■ **WORK TO DO**:
Reproduce verbatim the lines of the records beginning with the line containing "Outline every instance of the wooden" and ending with the line containing "198), (234, 198)]", both included.

======== RECORDS TO USE

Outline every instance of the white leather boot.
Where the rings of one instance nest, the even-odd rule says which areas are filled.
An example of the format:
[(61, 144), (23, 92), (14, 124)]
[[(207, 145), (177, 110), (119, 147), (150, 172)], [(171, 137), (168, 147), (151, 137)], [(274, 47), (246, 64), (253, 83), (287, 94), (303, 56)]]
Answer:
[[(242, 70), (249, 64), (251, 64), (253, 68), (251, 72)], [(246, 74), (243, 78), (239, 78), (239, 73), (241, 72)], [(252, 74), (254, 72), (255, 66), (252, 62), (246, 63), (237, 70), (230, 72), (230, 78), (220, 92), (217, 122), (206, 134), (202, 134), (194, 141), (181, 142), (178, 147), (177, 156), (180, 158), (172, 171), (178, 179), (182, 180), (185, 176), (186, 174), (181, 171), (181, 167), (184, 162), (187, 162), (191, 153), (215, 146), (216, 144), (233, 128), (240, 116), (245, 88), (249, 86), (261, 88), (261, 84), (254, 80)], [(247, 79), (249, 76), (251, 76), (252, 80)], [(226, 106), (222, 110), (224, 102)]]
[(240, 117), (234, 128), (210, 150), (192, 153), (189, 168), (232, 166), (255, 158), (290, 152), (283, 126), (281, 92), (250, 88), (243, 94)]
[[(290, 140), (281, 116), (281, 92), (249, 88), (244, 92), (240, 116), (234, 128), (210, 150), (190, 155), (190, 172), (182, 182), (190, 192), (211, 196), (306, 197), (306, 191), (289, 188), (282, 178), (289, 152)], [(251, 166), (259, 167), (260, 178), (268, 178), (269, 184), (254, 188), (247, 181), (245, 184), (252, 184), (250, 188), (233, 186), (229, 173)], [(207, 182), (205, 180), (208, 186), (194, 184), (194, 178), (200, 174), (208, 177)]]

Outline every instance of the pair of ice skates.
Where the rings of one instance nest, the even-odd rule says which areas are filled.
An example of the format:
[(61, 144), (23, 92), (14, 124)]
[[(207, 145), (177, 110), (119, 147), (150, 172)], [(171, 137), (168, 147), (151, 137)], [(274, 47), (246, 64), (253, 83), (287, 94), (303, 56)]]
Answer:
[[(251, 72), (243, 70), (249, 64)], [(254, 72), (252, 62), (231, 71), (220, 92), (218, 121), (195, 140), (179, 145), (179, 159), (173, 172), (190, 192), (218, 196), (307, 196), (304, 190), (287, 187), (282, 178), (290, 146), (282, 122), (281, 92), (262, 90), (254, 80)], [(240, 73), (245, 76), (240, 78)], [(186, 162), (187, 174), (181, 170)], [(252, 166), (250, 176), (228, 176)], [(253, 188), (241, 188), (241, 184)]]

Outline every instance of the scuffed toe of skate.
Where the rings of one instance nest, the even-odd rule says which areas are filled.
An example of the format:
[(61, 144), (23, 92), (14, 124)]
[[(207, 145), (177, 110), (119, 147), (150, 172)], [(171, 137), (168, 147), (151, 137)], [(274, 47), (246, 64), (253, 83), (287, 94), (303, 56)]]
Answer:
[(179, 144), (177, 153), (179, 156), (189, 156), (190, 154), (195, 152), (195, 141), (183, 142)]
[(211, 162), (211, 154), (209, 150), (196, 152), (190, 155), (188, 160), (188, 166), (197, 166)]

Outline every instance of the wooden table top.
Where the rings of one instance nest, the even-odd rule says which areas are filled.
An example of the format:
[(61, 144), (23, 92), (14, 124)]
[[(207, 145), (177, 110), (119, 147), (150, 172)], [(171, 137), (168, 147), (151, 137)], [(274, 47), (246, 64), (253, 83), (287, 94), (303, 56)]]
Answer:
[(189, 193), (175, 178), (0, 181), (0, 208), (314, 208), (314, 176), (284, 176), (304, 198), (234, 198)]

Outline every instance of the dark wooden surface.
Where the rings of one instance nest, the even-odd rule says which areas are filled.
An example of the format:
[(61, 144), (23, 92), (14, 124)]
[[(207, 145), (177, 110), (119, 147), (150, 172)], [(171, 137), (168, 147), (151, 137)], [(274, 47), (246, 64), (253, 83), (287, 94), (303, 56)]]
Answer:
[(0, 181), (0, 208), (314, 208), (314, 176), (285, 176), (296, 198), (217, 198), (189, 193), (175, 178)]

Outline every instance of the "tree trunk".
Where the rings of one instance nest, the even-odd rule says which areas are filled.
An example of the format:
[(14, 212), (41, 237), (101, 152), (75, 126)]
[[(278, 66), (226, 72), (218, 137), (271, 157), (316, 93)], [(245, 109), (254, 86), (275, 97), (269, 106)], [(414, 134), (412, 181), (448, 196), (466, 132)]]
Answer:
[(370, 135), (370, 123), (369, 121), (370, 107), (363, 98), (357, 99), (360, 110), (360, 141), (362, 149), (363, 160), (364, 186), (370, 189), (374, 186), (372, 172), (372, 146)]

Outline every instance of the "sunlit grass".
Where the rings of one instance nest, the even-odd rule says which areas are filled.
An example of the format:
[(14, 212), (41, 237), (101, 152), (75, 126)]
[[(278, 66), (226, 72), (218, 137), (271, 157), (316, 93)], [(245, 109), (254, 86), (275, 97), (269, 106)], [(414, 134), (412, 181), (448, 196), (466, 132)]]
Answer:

================

■ **WRITTEN RESPONSE**:
Outline every instance of the wooden table top.
Where the rings of one instance nest, the even-odd rule says which areas are filled.
An example of the format:
[(61, 144), (23, 92), (14, 124)]
[[(207, 145), (177, 110), (119, 147), (150, 172)], [(171, 137), (168, 147), (151, 137)], [(274, 47), (246, 64), (253, 83), (287, 94), (303, 56)]]
Answer:
[(189, 193), (175, 178), (0, 181), (0, 208), (314, 208), (314, 176), (284, 176), (304, 198), (234, 198)]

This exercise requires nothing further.